» **YOUR GOAL**: Add 38 to every coordinate number in the lines starting with the line containing "Each instance receives one point. Mark the coastline" and going on through the end of the items, then write out all of those lines in full, changing nothing else.

» **DATA PROVIDED**:
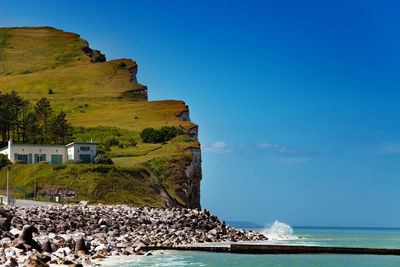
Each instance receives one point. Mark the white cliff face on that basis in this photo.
(133, 72)
(184, 116)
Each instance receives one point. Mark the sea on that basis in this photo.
(281, 233)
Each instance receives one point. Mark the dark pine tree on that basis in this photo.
(60, 128)
(43, 112)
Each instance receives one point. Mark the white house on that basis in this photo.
(53, 154)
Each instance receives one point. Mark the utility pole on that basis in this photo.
(8, 185)
(34, 189)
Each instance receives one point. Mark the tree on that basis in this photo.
(43, 113)
(60, 129)
(31, 131)
(4, 161)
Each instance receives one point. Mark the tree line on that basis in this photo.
(33, 124)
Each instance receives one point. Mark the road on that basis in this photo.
(29, 203)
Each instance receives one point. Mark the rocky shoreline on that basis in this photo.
(81, 234)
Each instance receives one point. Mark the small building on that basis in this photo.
(53, 154)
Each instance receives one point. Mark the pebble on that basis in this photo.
(78, 234)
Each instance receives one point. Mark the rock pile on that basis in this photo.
(62, 234)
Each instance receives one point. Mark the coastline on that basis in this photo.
(80, 234)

» **RESPONSE TO THIS EXERCISE**:
Each instance receives one point. Mark the coastline on that basis in this photo.
(118, 272)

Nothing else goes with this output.